== Document passage ==
Thursday, August 23, 2012

The Paul Ryan Pick

I've been traveling a bit and am a little behind on my political newsfeeds. Here are some articles from a week ago that I bookmarked and that still seem relevant.

Politico wrote GOP pros fret over Paul Ryan.

"In more than three dozen interviews with Republican strategists and campaign operatives — old hands and rising next-generation conservatives alike — the most common reactions to Ryan ranged from gnawing apprehension to hair-on-fire anger that Romney has practically ceded the election."

"They’re worried about inviting Medicare — usually death for Republicans — into the campaign. They’re worried it sidetracks the jobs issue. They’re worried he’ll expose the fact that Romney doesn’t have a budget plan. Most of all, they’re worried that Romney was on track to lose anyway — and now that feels all but certain."

"Another strategist emailed midway through Romney and Ryan’s first joint event Saturday: “The good news is that this ticket now has a vision. The bad news is that vision is basically just a chart of numbers used to justify policies that are extremely unpopular.”"

(Pointing data for regions)
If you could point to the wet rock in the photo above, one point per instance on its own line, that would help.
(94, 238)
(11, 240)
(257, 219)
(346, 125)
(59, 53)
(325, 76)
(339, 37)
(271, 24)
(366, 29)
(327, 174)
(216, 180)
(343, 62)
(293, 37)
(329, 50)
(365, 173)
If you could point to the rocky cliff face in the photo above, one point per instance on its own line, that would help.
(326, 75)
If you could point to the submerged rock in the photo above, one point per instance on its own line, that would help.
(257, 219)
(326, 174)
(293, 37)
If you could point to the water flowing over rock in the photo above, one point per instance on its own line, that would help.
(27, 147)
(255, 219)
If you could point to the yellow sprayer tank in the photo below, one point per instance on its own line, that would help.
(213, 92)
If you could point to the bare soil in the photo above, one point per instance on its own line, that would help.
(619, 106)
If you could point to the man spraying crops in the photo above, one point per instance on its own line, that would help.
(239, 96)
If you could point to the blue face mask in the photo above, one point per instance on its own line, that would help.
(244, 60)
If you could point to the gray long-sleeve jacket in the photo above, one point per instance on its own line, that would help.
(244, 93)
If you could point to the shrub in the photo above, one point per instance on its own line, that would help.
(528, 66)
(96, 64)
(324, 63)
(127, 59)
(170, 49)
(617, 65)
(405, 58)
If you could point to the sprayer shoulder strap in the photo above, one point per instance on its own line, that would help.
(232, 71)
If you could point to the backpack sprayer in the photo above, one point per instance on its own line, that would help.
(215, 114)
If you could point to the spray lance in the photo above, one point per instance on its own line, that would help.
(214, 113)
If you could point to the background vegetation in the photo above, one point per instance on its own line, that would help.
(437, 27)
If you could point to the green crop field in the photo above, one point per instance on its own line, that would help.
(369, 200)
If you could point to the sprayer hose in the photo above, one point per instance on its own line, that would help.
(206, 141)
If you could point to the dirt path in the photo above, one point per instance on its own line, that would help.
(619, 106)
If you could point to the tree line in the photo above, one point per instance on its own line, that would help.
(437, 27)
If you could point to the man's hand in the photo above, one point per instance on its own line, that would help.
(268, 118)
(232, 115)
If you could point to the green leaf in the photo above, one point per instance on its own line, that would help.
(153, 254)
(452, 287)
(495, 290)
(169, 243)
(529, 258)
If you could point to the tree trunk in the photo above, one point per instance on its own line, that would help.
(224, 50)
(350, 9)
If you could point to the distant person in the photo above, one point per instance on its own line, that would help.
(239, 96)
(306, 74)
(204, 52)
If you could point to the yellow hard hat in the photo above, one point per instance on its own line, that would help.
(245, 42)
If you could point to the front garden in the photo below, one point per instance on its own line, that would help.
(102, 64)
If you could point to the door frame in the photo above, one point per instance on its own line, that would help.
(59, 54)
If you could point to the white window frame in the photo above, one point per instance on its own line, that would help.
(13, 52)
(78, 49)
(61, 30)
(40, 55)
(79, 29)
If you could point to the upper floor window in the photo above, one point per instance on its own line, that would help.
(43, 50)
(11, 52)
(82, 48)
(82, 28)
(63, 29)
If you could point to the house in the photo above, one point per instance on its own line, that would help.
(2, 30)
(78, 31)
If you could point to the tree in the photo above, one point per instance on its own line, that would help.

== The problem ==
In the blog post about the Paul Ryan pick, how many interviews with Republican strategists and campaign operatives does the Politico article draw on? This material has nothing to do with the blog post about the Paul Ryan pick.

== Output below ==
More than three dozen.